▶ AVEC CES INFORMATIONS:
A – Reproduisez le passage du texte sur la Pologne qui commence à « Nous avons été » et se termine à « accord, de l’article. ».
B – Poursuivez le texte sur la Pologne à partir de l'endroit où il s'arrête.

──────── EXTRAIT DU TEXTE

Les trotskystes dignes de ce nom saluent avec fierté la libération de l’Europe centrale et orientale du fléau fasciste par l’Armée rouge soviétique. Mais, dans ses projets d’article, le SGP passait pratiquement sous le tapis le rôle de l’Armée rouge et omettait notre programme trotskyste de défense militaire inconditionnelle de l’État ouvrier dégénéré soviétique d’alors et des États ouvriers déformés – y compris la République populaire de Pologne ! – contre les attaques impérialistes et la contre-révolution interne. Le crime historique du stalinisme polonais, c’est d’avoir au fil des années poussé le prolétariat polonais, qui était historiquement socialiste, dans les bras de la réaction catholique. Les trotskystes appelaient à une révolution politique pour chasser la bureaucratie stalinienne parasitaire. Signe révélateur de la stalinophobie du SGP, un des projets d’article n’avançait cet appel qu’en prélude à des sous-entendus, faux, que les staliniens polonais avaient été responsables de pogromes anti-Juifs immédiatement après la Seconde Guerre mondiale : ces pogromes avaient en fait été commis par des forces nationalistes polonaises anticommunistes.
Nous avons été obligés de nous en remettre à des camarades en dehors de Pologne pour finalement écrire l’article (« Pologne : le pouvoir capitaliste fait l’éloge de pogromistes anti-Juifs », Workers Vanguard no 1145, 30 novembre 2018). Nous y écrivions : « La Ligue communiste internationale est déterminée à forger un parti révolutionnaire internationaliste du prolétariat polonais. Une des tâches impératives du SGP dans cette lutte, c’est de chercher à graver dans la conscience de la classe ouvrière le fait que la bourgeoisie polonaise a été complice de l’extermination des Juifs par les nazis. » C’est à cette dernière phrase que le SGP s’est le plus farouchement opposé après la publication, avec son accord, de l’article.

────────────────
──────── INFORMATIONS FOURNIES

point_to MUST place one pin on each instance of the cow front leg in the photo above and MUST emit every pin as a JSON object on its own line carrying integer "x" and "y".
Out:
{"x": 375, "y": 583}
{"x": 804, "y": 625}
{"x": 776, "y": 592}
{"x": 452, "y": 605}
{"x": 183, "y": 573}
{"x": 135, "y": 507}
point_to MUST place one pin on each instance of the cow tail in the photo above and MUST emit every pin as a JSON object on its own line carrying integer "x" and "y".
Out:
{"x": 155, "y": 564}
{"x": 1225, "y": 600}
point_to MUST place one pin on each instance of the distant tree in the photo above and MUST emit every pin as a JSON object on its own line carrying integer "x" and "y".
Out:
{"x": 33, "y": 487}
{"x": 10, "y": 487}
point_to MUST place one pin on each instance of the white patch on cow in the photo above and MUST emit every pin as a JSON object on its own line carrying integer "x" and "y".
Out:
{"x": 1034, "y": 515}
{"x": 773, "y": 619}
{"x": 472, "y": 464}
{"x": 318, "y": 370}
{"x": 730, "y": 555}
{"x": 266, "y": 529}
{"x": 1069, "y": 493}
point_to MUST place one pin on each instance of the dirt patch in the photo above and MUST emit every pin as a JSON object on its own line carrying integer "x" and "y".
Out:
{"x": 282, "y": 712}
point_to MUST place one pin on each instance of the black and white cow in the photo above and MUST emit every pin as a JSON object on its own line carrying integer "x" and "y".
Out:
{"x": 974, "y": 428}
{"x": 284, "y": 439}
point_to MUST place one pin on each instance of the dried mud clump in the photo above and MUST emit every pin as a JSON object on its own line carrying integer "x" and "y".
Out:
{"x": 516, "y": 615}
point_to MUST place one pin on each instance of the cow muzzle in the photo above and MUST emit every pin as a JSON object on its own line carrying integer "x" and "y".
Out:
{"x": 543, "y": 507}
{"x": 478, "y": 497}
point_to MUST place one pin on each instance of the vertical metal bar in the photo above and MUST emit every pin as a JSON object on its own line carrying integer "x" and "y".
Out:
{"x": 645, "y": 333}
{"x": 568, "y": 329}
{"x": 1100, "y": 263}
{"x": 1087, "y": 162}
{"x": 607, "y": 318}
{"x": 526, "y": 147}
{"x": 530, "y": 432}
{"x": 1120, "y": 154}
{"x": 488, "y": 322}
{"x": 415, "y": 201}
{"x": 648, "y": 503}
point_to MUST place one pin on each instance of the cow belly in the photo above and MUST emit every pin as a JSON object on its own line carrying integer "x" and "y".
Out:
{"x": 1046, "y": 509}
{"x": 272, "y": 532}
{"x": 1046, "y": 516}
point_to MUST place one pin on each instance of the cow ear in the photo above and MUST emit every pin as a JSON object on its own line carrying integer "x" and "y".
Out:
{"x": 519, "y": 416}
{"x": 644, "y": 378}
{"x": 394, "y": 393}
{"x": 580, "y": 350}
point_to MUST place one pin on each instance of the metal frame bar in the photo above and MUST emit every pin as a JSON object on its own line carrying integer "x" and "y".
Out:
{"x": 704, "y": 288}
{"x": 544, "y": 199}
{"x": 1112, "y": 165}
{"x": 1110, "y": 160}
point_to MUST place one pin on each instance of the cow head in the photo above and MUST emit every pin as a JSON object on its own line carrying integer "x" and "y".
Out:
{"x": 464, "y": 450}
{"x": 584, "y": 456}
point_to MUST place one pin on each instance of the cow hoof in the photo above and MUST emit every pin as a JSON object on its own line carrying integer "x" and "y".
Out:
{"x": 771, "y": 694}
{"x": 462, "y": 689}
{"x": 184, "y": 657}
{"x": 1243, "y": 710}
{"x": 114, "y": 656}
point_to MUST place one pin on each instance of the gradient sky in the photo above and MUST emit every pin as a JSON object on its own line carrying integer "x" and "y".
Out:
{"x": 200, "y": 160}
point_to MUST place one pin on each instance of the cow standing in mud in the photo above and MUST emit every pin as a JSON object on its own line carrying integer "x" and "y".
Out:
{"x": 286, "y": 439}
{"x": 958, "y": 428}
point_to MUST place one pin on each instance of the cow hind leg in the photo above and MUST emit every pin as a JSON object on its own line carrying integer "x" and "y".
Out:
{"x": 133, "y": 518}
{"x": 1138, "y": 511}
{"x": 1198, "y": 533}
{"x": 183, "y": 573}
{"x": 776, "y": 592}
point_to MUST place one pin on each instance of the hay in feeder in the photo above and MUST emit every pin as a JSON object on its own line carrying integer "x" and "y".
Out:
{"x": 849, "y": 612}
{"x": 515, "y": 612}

────────────────
──────── INFORMATIONS FOURNIES

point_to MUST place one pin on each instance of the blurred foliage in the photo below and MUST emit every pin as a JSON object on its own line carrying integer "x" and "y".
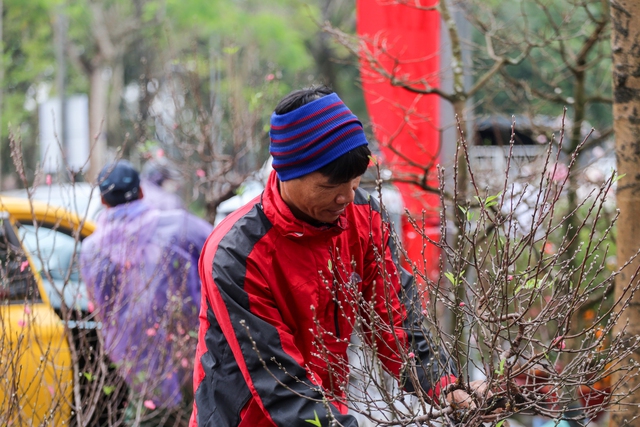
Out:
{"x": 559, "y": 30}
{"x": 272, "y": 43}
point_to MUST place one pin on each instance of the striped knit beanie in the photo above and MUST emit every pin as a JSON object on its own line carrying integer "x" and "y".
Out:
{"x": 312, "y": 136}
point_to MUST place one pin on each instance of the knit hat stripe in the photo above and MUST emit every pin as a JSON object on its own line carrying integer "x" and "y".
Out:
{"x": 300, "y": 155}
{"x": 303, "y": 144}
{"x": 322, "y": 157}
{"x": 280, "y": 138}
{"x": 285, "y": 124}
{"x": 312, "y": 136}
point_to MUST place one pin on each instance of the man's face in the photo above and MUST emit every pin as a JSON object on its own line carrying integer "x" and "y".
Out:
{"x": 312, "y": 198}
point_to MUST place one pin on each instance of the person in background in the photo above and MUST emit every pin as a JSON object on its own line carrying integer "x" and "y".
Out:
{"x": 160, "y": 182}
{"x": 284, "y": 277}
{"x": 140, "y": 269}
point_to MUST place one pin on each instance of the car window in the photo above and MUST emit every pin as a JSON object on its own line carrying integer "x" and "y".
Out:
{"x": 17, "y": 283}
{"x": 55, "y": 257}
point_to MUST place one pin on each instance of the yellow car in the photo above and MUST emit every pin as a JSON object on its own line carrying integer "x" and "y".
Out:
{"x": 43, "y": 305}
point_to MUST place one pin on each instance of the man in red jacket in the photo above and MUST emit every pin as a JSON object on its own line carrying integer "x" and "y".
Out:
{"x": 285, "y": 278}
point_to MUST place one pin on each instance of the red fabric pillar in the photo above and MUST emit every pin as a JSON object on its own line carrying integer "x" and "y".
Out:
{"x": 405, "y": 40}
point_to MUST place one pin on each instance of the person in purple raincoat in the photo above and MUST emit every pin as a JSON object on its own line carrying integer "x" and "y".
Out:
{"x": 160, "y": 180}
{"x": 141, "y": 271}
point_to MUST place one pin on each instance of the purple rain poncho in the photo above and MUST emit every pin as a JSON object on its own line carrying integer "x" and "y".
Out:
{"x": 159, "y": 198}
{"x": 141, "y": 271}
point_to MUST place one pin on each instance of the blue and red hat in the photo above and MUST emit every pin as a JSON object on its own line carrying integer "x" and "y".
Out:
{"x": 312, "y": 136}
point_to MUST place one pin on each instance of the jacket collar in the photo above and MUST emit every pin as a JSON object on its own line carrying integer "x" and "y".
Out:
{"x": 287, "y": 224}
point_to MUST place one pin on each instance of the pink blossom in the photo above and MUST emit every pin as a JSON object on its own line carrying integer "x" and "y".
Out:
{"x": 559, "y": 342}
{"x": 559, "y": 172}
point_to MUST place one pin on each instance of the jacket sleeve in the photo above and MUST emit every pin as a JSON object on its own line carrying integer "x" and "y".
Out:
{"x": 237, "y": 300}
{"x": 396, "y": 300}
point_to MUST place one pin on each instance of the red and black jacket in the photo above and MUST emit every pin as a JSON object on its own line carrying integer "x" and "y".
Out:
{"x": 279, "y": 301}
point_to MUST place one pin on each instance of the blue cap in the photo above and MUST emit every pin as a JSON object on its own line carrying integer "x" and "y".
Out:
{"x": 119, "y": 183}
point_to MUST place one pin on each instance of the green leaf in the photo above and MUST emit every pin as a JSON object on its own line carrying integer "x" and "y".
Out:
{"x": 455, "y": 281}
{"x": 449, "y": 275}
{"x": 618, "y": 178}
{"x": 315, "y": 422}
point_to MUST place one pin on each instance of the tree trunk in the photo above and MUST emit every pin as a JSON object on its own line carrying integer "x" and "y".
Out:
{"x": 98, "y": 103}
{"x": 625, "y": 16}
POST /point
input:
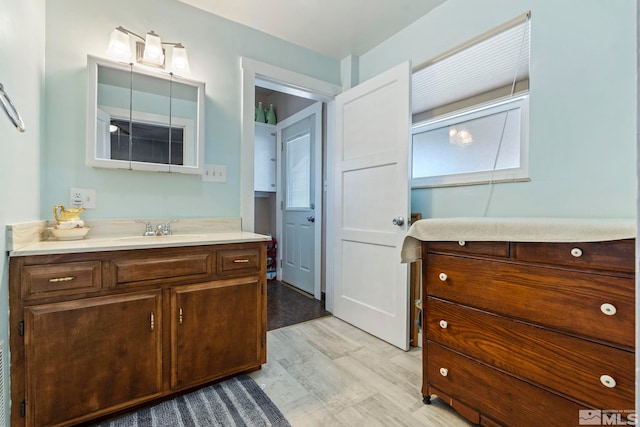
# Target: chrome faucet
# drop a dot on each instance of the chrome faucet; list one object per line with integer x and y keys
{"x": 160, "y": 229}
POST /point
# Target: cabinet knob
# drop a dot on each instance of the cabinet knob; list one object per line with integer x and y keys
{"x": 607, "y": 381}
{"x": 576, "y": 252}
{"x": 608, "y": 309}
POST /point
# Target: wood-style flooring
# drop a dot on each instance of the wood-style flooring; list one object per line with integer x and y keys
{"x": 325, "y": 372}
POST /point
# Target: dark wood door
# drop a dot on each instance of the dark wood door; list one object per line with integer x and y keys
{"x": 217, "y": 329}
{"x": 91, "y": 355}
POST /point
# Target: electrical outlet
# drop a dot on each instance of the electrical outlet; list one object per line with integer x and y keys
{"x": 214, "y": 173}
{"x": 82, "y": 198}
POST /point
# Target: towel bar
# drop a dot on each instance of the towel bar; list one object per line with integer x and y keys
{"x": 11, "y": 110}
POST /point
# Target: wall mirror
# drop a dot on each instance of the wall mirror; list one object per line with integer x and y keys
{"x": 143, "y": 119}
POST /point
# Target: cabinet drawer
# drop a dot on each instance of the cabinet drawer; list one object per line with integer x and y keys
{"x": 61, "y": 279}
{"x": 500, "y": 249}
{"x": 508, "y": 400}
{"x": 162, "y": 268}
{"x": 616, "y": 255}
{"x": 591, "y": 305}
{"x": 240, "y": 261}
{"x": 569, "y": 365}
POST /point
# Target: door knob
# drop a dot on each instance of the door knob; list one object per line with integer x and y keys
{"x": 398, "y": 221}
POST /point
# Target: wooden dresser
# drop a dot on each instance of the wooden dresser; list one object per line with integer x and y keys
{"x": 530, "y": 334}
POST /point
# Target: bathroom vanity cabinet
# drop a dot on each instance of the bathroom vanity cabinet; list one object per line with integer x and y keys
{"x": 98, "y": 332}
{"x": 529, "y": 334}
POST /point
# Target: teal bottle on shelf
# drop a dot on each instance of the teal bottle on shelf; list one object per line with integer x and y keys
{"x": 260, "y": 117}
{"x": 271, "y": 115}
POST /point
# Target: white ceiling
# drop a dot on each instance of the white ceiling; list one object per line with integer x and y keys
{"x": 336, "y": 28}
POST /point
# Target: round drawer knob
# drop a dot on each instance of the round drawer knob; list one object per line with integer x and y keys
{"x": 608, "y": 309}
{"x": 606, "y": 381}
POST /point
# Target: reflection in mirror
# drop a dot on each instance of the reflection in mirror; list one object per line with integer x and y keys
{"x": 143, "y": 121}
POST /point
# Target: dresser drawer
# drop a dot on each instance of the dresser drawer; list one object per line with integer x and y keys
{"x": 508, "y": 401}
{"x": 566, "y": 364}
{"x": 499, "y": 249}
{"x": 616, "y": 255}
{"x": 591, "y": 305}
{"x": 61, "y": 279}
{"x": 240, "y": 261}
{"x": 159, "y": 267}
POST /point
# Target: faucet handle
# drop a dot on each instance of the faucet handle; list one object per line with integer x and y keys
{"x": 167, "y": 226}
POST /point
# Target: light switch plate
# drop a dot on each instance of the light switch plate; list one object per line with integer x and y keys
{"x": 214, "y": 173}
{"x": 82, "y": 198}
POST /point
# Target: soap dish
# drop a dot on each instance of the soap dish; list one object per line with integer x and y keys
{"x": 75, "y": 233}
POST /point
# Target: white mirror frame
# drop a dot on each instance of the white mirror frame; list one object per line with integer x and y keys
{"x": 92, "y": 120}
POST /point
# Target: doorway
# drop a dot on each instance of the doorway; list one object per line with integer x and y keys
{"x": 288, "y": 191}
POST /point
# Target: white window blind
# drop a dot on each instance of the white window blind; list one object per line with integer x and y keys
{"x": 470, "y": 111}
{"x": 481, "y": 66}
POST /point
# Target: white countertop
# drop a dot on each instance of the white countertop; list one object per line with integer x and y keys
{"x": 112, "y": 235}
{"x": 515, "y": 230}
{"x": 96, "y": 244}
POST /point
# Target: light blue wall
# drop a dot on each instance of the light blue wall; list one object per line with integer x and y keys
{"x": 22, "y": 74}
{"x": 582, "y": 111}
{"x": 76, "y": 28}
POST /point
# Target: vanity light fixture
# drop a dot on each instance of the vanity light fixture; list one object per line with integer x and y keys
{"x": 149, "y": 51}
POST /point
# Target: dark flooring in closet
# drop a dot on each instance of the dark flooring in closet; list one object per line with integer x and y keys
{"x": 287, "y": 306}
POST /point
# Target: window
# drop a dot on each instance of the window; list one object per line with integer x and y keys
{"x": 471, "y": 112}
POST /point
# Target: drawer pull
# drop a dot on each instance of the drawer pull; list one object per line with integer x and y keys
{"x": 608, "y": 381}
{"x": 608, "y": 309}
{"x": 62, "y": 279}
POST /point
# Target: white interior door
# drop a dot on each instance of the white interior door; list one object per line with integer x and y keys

────────────────

▶ RÉPONSES:
A –
Nous avons été obligés de nous en remettre à des camarades en dehors de Pologne pour finalement écrire l’article (« Pologne : le pouvoir capitaliste fait l’éloge de pogromistes anti-Juifs », Workers Vanguard no 1145, 30 novembre 2018). Nous y écrivions : « La Ligue communiste internationale est déterminée à forger un parti révolutionnaire internationaliste du prolétariat polonais. Une des tâches impératives du SGP dans cette lutte, c’est de chercher à graver dans la conscience de la classe ouvrière le fait que la bourgeoisie polonaise a été complice de l’extermination des Juifs par les nazis. » C’est à cette dernière phrase que le SGP s’est le plus farouchement opposé après la publication, avec son accord, de l’article.

B –
Nous avions au sein de la LCI une opposition stalinophobe de plus en plus endurcie qui capitulait devant le nationalisme polonais et s’adaptait à ses corollaires : l’anticommunisme, les préjugés anti-Juifs, antifemmes et anti-immigrants. Nous étions prêts à poursuivre la bataille avec intransigeance contre les positions politiques du groupe. Mais ces ex-membres ont rendu caduque toute poursuite de la lutte à l’intérieur de la LCI en portant des questions politiques internes à l’extérieur de la LCI, puis en défendant cette action.
Notre Internationale est régie par le centralisme démocratique. L’un des objectifs du centralisme démocratique est de protéger le parti dans son ensemble de l’influence des éléments extérieurs au parti qui ont un niveau de conscience plus bas. Le centralisme démocratique international permet également à des camarades d’une autre section, qui ne subissent pas les mêmes pressions sociales, de contrer l’esprit de clocher des sections nationales et de corriger leurs adaptations politiques. Nous sommes contre une Internationale fédérée, où chaque section serait autorisée à capituler devant les pressions de sa propre société. Nous avons perdu une petite fenêtre sur un pays important d’Europe centrale, ce qui est regrettable. Mais mieux vaut cela que de tolérer le programme et la pratique antiléninistes de ceux qui constituaient notre ancienne section polonaise.